- REQUIRED WORK -
Your output is the line containing "8, row 250." plus all lines after it to the end of the records, reproduced exactly, with nothing else.

--- START OF DATASET ENTRIES ---

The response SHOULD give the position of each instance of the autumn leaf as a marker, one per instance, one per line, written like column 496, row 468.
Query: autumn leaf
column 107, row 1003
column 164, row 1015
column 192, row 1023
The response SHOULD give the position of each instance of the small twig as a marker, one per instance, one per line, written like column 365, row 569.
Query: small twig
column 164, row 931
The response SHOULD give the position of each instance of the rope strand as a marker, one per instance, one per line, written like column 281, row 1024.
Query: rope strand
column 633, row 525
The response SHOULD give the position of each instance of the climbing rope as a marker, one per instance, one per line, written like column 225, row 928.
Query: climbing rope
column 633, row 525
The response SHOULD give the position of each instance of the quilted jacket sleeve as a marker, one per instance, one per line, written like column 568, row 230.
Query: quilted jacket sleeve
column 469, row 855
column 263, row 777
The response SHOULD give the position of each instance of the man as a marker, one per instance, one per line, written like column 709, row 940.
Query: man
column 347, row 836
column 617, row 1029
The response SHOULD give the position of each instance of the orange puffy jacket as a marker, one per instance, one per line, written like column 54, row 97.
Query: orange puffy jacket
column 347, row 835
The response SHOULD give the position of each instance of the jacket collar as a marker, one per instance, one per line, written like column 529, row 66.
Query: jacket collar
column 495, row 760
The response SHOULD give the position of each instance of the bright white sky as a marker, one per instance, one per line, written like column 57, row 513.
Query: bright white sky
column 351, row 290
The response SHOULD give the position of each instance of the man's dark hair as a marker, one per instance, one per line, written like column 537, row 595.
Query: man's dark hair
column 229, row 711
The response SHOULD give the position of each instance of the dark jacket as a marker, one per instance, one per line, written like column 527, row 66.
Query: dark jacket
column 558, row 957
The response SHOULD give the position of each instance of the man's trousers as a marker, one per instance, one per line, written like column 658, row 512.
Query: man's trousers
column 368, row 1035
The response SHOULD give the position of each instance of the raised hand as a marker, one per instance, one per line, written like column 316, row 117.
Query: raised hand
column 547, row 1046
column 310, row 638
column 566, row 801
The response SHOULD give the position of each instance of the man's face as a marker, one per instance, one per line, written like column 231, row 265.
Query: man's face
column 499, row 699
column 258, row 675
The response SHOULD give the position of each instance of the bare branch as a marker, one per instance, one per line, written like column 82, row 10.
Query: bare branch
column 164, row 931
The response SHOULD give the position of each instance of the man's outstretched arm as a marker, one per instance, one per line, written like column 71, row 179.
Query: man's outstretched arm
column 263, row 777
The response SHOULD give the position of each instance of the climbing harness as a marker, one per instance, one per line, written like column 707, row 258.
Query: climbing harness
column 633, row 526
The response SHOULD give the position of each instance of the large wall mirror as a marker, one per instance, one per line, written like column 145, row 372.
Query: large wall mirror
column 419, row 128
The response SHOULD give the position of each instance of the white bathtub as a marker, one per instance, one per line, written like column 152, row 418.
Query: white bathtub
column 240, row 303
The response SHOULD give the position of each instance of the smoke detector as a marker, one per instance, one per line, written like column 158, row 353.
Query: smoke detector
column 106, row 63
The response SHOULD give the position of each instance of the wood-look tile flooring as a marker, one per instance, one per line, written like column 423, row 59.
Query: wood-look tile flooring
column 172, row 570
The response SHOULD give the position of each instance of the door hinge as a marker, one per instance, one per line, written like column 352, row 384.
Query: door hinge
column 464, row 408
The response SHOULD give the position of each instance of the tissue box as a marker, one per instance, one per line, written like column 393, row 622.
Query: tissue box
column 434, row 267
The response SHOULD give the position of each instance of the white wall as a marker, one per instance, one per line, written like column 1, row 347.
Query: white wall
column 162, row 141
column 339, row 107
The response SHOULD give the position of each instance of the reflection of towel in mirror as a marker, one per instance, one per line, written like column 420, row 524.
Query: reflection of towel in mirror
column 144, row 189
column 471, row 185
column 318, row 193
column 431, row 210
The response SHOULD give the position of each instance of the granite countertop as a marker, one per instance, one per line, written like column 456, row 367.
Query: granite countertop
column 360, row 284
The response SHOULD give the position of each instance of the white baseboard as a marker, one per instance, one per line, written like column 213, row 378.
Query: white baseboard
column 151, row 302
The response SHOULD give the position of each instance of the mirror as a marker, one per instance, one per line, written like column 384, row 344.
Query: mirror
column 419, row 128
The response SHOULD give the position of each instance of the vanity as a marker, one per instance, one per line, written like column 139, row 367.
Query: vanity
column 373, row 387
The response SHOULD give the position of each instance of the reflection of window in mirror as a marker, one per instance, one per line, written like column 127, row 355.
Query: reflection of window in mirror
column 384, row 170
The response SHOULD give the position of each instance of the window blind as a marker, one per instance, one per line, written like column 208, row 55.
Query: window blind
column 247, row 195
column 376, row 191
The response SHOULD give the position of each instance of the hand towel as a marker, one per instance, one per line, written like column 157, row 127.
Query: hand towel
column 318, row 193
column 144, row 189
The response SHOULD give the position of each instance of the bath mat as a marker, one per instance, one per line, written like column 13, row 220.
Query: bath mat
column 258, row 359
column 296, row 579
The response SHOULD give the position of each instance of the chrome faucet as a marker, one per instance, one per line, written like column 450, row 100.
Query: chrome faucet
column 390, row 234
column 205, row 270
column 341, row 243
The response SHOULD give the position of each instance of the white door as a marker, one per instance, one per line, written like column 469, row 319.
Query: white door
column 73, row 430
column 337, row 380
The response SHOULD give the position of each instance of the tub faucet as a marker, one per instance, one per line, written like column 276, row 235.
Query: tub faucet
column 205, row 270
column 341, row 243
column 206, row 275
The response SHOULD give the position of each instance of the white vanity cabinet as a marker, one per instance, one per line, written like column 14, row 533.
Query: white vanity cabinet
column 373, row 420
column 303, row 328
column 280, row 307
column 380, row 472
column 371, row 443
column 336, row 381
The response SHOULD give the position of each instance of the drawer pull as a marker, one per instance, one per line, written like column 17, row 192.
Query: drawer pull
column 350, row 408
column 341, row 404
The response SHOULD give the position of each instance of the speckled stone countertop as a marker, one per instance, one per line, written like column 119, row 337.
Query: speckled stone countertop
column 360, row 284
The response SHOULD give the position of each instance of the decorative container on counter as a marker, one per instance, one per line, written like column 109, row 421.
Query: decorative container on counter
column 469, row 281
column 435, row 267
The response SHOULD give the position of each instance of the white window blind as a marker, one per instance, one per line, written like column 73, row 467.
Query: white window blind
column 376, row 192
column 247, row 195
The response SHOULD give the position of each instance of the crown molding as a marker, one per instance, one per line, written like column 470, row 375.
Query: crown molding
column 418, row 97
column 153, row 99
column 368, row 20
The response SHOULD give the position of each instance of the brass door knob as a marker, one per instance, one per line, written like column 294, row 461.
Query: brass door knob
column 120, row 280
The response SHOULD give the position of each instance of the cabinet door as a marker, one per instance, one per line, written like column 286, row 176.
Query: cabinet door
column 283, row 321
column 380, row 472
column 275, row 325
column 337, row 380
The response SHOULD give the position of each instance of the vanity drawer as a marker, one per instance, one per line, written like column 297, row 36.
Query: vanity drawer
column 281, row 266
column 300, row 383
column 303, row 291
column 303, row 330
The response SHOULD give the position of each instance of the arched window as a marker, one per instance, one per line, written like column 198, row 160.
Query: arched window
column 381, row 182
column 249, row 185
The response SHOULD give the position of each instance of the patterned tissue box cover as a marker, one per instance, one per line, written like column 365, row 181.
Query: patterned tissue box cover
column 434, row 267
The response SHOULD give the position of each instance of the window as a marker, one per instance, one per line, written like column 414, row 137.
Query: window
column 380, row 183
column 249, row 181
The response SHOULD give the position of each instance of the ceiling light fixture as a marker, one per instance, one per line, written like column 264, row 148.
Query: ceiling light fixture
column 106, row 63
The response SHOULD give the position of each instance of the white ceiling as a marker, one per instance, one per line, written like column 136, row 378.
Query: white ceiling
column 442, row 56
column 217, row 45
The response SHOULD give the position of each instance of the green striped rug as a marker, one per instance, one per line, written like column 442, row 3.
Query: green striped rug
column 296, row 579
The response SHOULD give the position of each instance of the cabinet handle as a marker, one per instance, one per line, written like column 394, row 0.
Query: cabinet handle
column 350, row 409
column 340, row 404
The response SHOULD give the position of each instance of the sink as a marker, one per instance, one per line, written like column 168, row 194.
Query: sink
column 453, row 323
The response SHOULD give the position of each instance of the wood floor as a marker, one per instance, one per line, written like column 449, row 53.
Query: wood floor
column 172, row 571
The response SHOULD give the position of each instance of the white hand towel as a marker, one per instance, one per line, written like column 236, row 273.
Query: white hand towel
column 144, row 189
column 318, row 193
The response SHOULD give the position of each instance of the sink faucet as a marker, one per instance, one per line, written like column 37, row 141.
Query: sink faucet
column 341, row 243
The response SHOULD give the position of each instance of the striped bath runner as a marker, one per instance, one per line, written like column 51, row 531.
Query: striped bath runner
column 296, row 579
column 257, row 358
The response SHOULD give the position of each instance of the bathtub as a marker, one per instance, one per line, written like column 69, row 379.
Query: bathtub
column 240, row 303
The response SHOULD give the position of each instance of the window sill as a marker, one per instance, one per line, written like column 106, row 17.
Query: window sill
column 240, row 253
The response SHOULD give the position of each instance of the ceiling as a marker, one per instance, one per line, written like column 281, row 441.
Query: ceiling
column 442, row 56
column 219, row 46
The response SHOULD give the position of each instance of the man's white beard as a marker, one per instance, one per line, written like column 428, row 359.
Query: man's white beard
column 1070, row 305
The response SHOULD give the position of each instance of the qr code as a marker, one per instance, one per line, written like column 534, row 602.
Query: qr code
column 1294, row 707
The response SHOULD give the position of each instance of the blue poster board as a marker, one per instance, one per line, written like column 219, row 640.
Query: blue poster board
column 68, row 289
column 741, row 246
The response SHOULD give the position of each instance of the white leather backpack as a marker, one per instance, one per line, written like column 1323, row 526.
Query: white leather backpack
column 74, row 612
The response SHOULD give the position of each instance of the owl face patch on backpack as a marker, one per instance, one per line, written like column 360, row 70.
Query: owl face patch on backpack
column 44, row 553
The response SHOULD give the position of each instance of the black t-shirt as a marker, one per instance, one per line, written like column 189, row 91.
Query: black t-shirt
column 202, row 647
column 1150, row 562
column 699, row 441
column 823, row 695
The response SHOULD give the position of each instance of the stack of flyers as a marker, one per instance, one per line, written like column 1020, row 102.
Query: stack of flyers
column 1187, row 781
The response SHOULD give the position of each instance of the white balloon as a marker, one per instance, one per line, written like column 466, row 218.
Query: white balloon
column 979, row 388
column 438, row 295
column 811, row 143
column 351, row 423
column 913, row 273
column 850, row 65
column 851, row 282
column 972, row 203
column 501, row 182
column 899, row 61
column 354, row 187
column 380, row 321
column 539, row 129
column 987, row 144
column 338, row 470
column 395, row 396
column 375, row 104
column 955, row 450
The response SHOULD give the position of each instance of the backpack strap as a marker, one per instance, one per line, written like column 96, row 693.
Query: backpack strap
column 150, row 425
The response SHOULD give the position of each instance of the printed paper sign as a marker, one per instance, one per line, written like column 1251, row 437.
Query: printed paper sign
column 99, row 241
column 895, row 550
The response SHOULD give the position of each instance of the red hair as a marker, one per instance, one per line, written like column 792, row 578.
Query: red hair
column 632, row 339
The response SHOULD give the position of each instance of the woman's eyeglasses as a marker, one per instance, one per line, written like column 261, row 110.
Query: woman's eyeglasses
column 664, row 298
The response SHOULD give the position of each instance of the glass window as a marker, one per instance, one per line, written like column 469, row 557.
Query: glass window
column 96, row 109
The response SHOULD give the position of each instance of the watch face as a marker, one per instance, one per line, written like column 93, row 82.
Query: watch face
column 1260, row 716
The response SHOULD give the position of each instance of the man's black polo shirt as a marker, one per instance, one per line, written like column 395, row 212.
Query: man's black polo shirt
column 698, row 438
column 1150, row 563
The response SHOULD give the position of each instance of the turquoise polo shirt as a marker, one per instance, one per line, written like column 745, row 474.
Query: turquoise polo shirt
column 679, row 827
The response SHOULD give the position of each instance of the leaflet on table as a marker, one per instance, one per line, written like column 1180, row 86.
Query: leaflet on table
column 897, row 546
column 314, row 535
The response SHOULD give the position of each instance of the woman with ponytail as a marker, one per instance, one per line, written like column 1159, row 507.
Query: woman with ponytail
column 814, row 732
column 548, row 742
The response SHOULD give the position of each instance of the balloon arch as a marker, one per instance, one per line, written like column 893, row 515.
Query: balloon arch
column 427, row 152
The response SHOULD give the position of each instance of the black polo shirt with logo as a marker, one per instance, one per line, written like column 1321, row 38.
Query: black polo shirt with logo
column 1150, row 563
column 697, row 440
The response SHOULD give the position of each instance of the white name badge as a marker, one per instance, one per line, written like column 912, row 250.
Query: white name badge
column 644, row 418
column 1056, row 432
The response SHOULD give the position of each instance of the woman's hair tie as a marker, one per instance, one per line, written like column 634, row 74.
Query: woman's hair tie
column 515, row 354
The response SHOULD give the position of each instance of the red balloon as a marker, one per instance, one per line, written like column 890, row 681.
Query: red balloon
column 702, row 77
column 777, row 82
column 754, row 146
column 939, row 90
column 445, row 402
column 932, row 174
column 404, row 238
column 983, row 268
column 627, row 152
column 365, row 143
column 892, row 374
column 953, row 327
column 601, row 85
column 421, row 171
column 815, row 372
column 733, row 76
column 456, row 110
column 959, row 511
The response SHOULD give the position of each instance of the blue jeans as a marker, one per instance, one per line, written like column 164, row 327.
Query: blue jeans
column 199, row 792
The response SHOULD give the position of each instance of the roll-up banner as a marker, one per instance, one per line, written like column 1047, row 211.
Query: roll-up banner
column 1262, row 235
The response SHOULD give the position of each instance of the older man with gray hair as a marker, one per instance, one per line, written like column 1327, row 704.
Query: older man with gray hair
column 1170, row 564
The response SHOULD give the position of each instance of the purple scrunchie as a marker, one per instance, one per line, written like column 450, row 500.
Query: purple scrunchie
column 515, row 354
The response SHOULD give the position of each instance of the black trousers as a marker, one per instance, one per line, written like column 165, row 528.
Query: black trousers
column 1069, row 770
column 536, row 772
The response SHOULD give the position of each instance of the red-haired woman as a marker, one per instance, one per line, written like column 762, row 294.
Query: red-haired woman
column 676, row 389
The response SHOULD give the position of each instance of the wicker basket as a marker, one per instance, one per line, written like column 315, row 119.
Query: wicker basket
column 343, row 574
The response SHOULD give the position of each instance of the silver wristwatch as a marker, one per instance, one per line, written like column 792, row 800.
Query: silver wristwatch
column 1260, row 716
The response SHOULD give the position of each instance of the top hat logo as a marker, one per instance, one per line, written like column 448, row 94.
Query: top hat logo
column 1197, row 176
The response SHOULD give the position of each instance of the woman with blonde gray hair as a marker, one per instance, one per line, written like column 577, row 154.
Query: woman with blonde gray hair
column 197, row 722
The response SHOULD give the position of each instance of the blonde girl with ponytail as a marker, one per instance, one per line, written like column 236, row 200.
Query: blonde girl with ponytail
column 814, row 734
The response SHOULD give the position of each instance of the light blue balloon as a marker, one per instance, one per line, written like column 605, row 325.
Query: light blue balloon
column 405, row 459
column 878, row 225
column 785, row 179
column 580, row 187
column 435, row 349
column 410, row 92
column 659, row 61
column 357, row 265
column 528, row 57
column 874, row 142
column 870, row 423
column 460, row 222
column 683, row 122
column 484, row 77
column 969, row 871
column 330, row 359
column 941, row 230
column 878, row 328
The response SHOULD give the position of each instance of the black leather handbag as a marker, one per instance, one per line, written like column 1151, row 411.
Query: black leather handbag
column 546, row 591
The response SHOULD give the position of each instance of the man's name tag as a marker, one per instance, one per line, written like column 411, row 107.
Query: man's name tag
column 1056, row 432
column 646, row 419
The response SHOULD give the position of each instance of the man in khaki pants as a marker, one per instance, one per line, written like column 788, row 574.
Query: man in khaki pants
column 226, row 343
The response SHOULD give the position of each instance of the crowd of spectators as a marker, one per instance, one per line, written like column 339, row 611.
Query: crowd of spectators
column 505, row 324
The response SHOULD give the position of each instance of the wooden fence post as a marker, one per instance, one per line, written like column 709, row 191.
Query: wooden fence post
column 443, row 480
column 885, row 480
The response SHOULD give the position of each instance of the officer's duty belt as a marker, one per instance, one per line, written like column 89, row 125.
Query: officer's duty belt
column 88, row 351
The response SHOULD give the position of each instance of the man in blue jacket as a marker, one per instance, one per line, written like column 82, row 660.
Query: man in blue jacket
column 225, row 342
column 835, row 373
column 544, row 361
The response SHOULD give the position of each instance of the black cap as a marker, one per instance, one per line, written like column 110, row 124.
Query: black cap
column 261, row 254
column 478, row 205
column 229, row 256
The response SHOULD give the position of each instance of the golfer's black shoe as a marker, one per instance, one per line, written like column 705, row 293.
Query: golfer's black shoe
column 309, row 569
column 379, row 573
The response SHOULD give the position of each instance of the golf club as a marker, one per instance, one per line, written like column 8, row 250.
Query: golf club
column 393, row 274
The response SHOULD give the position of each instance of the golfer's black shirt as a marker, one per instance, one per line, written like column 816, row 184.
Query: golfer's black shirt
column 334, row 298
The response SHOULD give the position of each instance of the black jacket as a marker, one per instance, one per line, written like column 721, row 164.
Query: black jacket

--- END OF DATASET ENTRIES ---

- THE RESPONSE -
The response SHOULD give the position of each instance of the golf club as a marker, one per instance, one per line, written like column 8, row 250.
Query: golf club
column 393, row 274
The response SHOULD give the position of each instance of the golfer's black shirt as a marker, one per instance, one per line, written like column 816, row 184.
Query: golfer's black shirt
column 334, row 298
The response SHOULD give the position of each instance of the black jacket as a marker, one per instance, one per line, written like column 721, row 164.
Query: black jacket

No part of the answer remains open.